BLOCO DE TEXTO:
···

Prof. Walber Gonçalves de Souza
Aquela turma se reunia com frequência. Início da década de 90 do milênio passado, eram jovens e adolescentes discutindo a realidade da nação, os rumos do Brasil. Com a distância do tempo, vejo como aquelas conversas eram sonhadoras, politicamente românticas e, provavelmente, inaplicáveis. Aquelas utopias eram o combustível na luta por dias melhores, da perseverança da convicção que é possível construir um país com mais justiça, com dignidade.
O tempo foi passando, a maturidade e realidade fazendo-se cada vez mais presentes e enraizando-se no ser. Mostrando a complexidade de se viver em comunidade e que nem sempre o que tem que ser feito é feito. Acima de tudo há sempre o interesse de alguns prevalecendo, fortificando o cerne dos nossos problemas, desenvolvendo o individualismo doentio.
Aos poucos, cada um foi trilhando em outras direções, consequência da própria vida, proporcionando o desmembramento daquela coletividade. Neste período aconteceu um fato inusitado: um dos companheiros do grupo, o mais velho da turma, aquele que acabava dando a pitada adulta de maturidade nos diálogos, viveu um momento pessoal de profunda angústia. Um dos seus entes queridos passou a conviver com uma doença séria, de extrema preocupação. E como pai ele se pôs a encontrar uma solução. Procurou um hospital aqui, outro ali e nada. Um médico aqui outro ali e nada. Procurou os companheiros que ele sempre defendeu e nada. E tomado pelo desespero encontrou nas mãos daqueles que ele sempre criticou a ajuda que ele mais precisava. O final desta particular história é feliz, pois a então menina encontrou novamente a sua saúde; mas coletivamente um desastre. Depois de muito tempo refletindo sobre este acontecimento é que eu passei a atender o quão cruel é o ciclo vicioso da miséria.

···

Dados coletados:

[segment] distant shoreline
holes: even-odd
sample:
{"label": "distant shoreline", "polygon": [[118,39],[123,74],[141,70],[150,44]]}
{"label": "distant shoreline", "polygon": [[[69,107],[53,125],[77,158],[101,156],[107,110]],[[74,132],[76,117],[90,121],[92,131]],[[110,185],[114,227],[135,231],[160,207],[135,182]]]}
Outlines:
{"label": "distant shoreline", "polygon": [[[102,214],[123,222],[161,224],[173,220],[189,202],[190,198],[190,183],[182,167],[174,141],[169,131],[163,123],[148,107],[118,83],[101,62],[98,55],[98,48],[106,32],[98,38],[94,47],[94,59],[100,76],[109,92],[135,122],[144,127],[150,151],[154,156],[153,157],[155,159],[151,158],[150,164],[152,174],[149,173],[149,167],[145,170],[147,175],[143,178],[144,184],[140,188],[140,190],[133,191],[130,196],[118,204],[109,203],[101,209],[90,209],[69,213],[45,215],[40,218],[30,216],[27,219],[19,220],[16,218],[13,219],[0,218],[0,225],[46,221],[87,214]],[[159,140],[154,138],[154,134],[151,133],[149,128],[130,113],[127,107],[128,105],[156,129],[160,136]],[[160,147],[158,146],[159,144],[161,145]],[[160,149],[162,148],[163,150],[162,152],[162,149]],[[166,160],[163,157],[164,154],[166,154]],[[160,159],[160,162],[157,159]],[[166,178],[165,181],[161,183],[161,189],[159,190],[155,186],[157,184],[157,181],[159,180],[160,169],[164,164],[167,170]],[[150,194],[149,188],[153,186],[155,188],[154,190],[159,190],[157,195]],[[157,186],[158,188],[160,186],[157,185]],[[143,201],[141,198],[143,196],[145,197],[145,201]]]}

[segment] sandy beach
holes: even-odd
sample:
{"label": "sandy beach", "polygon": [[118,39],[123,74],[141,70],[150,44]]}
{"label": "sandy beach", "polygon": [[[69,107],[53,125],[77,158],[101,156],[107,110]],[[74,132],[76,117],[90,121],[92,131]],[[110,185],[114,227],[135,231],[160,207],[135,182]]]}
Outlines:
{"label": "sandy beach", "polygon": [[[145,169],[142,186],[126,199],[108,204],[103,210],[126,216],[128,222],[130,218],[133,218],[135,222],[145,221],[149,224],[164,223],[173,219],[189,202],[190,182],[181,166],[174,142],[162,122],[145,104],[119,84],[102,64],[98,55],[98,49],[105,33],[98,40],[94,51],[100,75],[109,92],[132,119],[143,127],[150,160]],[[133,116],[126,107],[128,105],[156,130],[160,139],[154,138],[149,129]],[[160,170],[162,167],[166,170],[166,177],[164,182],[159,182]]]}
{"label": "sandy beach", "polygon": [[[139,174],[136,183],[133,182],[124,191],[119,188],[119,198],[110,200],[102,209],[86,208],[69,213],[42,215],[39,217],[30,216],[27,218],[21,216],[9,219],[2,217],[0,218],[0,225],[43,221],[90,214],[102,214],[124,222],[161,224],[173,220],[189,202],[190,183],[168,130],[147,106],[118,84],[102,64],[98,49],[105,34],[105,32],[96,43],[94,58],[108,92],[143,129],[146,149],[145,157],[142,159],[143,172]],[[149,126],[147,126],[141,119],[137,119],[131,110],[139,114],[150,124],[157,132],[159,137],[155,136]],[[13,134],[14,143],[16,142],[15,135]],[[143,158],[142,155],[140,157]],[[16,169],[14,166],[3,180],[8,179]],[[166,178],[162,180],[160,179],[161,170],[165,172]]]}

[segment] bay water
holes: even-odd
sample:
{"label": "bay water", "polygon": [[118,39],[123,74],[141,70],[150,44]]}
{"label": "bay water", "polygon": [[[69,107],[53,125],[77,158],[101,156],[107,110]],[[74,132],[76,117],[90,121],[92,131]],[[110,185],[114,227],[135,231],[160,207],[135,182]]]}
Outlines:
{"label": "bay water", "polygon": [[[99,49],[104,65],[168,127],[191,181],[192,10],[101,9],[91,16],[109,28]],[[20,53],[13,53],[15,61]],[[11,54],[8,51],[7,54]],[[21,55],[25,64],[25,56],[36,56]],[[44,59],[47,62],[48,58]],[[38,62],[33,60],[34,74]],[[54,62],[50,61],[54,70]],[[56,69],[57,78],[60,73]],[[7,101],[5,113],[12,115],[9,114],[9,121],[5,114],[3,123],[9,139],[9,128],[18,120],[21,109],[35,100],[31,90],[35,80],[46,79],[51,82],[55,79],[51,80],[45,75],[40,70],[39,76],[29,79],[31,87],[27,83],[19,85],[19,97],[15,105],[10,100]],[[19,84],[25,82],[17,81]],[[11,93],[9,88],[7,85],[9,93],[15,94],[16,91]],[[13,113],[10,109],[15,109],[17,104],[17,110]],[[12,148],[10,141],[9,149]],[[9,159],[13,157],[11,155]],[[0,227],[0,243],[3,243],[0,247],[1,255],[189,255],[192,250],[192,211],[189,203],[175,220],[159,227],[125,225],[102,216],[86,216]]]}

···

VERIFIQUE SUA COMPREENSÃO:
1 > Traduza para o inglês a seguinte frase do texto sobre a antiga turma: "Aos poucos, cada um foi trilhando em outras direções, consequência da própria vida, proporcionando o desmembramento daquela coletividade."
2 > Prossiga com o texto sobre a antiga turma, dando-lhe continuidade a partir de sua última frase.

RESULTADOS DAS TAREFAS:
1 > Little by little, each one went off in other directions, a consequence of life itself, bringing about the breakup of that collective.

2 >
Vivemos em um país onde praticamente tudo que é público funciona muito pouco ou quase nada. Com raríssimas exceções observamos que tudo é exercido de modo precário, sem a qualidade propagandeada. Criando assim um ciclo interminável de benesses politiqueiras.
Imaginemos uma pessoa, simplesmente considerada um nada, excluída praticamente de todos os seus direitos, vivendo de uma maneira que beira a miséria, envolto pela pobreza financeira, cultural… desprovida de uma identidade social. Tudo que ela mais quer e precisa é ser vista, enxergada. Pois o que menos falta a ela são problemas sedentos de soluções; o prato cheio para o “pilantra” travestido de político.
Voltando aos sonhos da década de 90, se o Estado, verdadeiramente atuasse de acordo com suas prerrogativas. Muito do que vivenciamos na nossa história política seria totalmente diferente. Vários casos de extrema indignação não existiram. As características da vida pública mostrar-se-iam totalmente adversas das atuais.
Quando uma pessoa com alguma enfermidade procura os locais apropriados para tratá-la e não consegue atendimento e voltando para casa, busca por ajuda e a encontra justamente nas mãos dos “políticos” pilantras, só podemos chegar a uma conclusão: não falta vaga para tratamento, não falta medicamento, pois com a mencionada ajuda se consegue. Aí o ciclo da miséria humana se fecha. Criando uma roda viva de corrupção, onde o que está em jogo não é um voto, mas sim uma das coisas mais importantes na vida de uma pessoa, sua saúde.
Por um lado, o renegado cidadão não vê outra saída, ou pede e aceita a ajuda ou correrá o risco de morrer. Já por outro lado, o maior beneficiado do esquema, que é o político vigarista, vira o herói da humanidade; engessando, criando limbo, fortificando a cada dia esta relação desumana e cruel com ares de amor ao próximo.
Este exemplo vale para todas as outras situações: conquistar uma vaga em creche e escola, ser cadastrado nos diversos programas governamentais de políticas públicas, transferências e permutas de local de trabalho… Enfim, em todos os lugares em que o direito é transformado em moeda de troca.
Como é sempre mais fácil culpar aqueles que vivem à margem da vida… Vamos cultuando e aceitando passivamente este modelo cruel, injusto e desumano de viver.
Walber Gonçalves de Souza é professor.